━━━━━ MATERIAL

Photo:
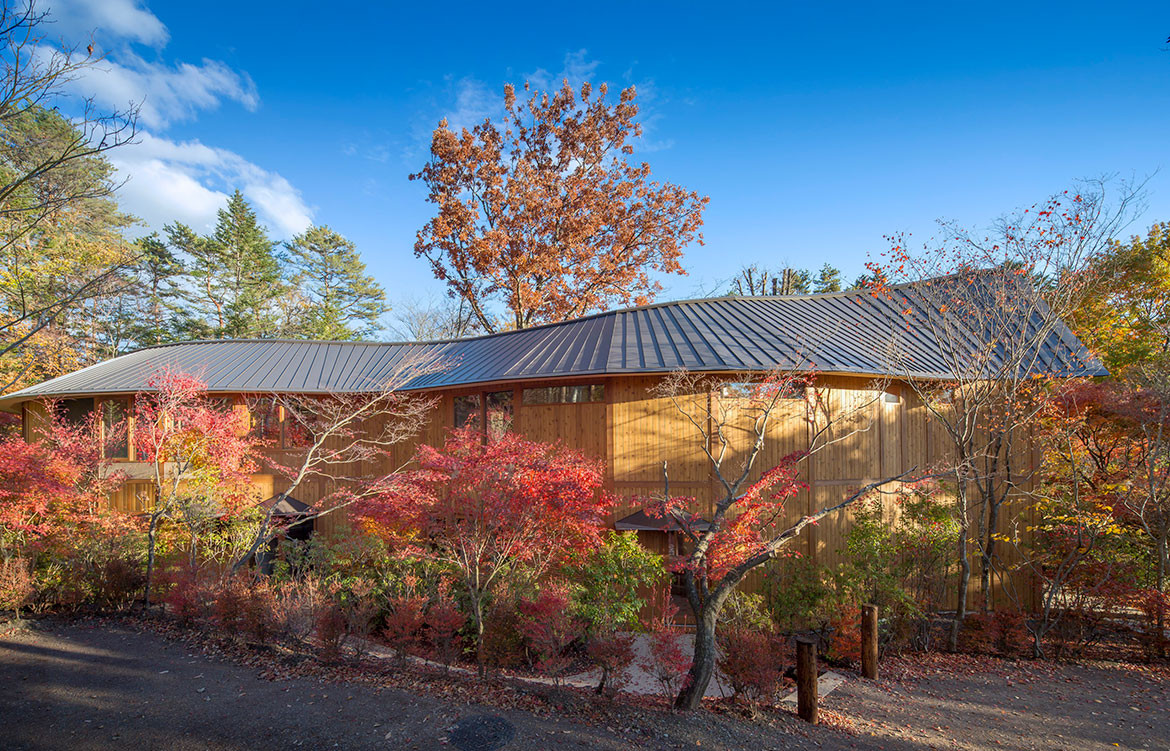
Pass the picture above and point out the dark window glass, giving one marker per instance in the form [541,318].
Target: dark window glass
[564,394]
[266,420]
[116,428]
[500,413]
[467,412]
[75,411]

━━━━━━━━━━
━━━━━ MATERIAL

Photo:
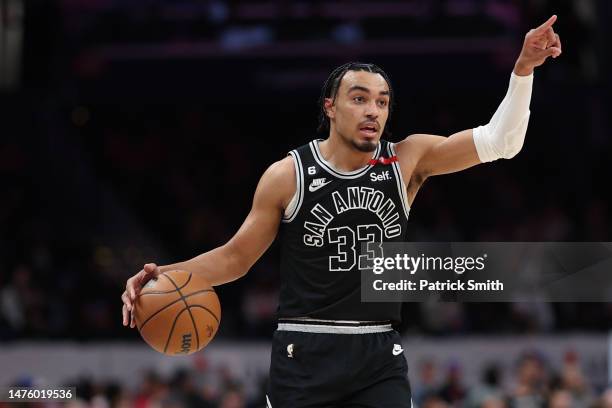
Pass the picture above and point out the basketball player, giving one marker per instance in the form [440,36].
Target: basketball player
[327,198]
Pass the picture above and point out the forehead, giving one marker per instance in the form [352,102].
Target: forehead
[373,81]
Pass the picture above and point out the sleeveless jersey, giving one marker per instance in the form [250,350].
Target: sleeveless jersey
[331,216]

━━━━━━━━━━

• TO BE DONE
Pick out every line of the material above that contains the word "instance". Case counts.

• RESPONSE
Pass the picture above and point out the dark window glass, giving one marker per instance in the form [541,318].
Pass the picture above and point out the basketball player, giving one marker per instance in the form [440,36].
Pass the picture above and point out the forehead, giving one marker per instance in the form [352,102].
Pass the picture above and point out the sleeveless jersey, giving one marker per instance in the form [250,350].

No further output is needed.